## Problem set
1. List every person the business travel excerpt quotes by name.
2. In the business travel excerpt, substitute "table" for "stool" and give the passage from "IATA’s NDC (New" to "up to that." again.

## Document extract
■ ■ ■

IATA’s NDC (New Distribution Capability) is also going some way to enhance personalisation, Meyer adds. “With NDC, we’re getting access to services we couldn’t before, such as online check-in. That can be automated, whereas before the traveller had to use an airline app.”
Jordan also believes external data is increasingly useful to analyse. “This industry is ready for disruption,” he says. “If you look, historically, at how managed travel was measured – two pillars of privacy and policy – it never brought the customer into it. But now there’s a third leg to the stool – travellers are looking for the best way to be efficient when they travel. They are looking for the path of least resistance, so now they’re speaking with their feet and travel managers have to wake up to that.
“If you take some of the trends from outside travel, such as profiling and personalisation, like Amazon does, it’s about the customer. Give the customer the best service. This industry hasn’t given the traveller this. Look at personalisation and design, not just form and function.”
Meanwhile, Jordan argues that taking things offline, in some cases, is a way to minimise technology overload. “People make a mistake thinking customer experience is all about online when it should be about the best way, including the ability to make a simple phone call when needed, for example,” he says.
For Sarah Marshall, travel and security manager at DAI, this kind of flexibility is important to ease digital stress. “People like flexibility when it comes to booking travel – sometimes they just want to log on and book a regular simple route they have booked dozens of times. Other times they want to pick up the phone and speak to someone who knows what they are talking about whether it’s a hotel or route they have never used before,” she says.
“Our travellers are pretty good – they just want a clear policy on what they have to do and when to use the most suitable booking option. If travellers know which app or website to use, they are more likely to be compliant which makes enforcement of duty-of-care processes straightforward.”

■ ■ ■

## Dataset entries
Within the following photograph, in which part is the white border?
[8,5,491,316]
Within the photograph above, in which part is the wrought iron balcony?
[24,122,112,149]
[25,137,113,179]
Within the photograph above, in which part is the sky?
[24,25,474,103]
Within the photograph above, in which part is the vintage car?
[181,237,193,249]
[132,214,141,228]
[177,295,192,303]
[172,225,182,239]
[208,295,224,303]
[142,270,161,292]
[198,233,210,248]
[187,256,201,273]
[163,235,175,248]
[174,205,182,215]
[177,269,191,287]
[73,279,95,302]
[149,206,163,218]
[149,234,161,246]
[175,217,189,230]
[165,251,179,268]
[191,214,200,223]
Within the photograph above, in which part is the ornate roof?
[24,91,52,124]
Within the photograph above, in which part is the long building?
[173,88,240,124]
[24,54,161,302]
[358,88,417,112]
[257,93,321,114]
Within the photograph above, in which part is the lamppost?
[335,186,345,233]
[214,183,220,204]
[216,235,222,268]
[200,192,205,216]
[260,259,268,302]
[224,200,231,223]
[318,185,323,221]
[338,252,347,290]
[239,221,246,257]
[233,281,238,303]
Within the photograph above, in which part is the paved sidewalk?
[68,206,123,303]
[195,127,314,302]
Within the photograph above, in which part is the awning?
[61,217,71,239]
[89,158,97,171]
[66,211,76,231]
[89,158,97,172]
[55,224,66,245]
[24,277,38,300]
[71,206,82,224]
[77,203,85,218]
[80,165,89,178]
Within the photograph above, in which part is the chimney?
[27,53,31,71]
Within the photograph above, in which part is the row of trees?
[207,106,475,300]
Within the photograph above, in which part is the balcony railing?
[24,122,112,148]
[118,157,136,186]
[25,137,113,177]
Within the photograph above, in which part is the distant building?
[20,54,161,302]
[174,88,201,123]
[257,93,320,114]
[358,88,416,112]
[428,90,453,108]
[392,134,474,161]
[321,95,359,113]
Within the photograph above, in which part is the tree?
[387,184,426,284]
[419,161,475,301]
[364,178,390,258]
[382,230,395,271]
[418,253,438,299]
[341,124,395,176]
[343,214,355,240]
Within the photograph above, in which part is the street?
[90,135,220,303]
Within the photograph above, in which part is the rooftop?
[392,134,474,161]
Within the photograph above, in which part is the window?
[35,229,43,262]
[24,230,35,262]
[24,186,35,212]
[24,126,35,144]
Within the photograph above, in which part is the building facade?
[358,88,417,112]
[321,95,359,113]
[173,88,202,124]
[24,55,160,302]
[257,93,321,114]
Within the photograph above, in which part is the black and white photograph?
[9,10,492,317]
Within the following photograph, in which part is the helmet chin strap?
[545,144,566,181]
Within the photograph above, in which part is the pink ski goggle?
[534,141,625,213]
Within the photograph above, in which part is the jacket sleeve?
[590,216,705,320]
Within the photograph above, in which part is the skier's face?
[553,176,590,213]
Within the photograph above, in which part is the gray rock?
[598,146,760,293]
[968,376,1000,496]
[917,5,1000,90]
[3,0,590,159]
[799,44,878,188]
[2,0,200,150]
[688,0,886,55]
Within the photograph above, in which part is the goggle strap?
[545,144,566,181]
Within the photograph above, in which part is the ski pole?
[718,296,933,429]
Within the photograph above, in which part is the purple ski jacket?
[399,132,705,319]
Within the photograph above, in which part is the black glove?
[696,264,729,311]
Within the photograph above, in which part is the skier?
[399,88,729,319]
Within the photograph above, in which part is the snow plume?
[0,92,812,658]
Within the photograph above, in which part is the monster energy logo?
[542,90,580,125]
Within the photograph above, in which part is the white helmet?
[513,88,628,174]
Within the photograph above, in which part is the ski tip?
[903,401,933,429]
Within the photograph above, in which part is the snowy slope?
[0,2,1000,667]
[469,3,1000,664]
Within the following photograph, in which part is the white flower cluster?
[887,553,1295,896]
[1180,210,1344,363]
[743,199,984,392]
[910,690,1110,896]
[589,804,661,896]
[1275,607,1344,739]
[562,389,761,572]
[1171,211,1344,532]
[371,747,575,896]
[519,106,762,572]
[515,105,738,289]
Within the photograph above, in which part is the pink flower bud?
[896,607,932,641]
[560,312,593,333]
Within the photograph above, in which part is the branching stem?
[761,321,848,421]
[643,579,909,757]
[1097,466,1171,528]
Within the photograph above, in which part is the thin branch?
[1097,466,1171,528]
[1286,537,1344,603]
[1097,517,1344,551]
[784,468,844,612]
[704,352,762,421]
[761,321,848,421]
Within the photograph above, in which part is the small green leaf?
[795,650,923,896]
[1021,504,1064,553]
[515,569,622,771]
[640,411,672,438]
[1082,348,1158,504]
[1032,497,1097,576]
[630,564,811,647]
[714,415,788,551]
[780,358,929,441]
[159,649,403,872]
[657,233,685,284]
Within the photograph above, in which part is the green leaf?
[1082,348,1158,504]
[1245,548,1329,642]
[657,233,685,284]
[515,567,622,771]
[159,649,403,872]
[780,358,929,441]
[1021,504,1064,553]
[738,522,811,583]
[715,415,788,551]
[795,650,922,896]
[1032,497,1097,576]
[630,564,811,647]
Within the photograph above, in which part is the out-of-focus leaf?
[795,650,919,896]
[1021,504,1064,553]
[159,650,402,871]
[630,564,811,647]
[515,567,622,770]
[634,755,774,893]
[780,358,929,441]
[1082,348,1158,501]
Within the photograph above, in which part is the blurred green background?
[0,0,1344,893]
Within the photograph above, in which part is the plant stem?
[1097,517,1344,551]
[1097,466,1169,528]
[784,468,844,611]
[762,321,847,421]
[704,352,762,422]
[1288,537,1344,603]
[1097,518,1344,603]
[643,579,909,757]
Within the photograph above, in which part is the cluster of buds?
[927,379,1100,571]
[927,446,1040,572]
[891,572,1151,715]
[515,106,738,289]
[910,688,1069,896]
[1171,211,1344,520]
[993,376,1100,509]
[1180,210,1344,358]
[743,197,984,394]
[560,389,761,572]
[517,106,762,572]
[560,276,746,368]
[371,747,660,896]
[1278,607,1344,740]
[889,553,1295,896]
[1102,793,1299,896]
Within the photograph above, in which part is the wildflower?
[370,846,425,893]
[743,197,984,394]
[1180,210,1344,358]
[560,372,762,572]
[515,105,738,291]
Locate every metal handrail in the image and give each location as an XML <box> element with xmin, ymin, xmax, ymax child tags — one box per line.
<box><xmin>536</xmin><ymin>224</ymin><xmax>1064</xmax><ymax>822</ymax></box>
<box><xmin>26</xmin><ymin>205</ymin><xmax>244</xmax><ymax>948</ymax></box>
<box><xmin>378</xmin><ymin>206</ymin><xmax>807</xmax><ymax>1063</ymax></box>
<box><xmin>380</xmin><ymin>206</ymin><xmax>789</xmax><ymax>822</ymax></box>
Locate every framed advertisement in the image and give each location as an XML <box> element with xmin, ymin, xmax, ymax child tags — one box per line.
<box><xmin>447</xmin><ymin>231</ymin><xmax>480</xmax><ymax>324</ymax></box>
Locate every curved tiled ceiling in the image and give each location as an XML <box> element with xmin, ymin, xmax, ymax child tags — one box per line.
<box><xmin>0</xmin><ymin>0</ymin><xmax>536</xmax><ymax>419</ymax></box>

■ ■ ■

## Task-by-task answers
1.
Meyer
Jordan
Sarah Marshall

2.
IATA’s NDC (New Distribution Capability) is also going some way to enhance personalisation, Meyer adds. “With NDC, we’re getting access to services we couldn’t before, such as online check-in. That can be automated, whereas before the traveller had to use an airline app.”
Jordan also believes external data is increasingly useful to analyse. “This industry is ready for disruption,” he says. “If you look, historically, at how managed travel was measured – two pillars of privacy and policy – it never brought the customer into it. But now there’s a third leg to the table – travellers are looking for the best way to be efficient when they travel. They are looking for the path of least resistance, so now they’re speaking with their feet and travel managers have to wake up to that.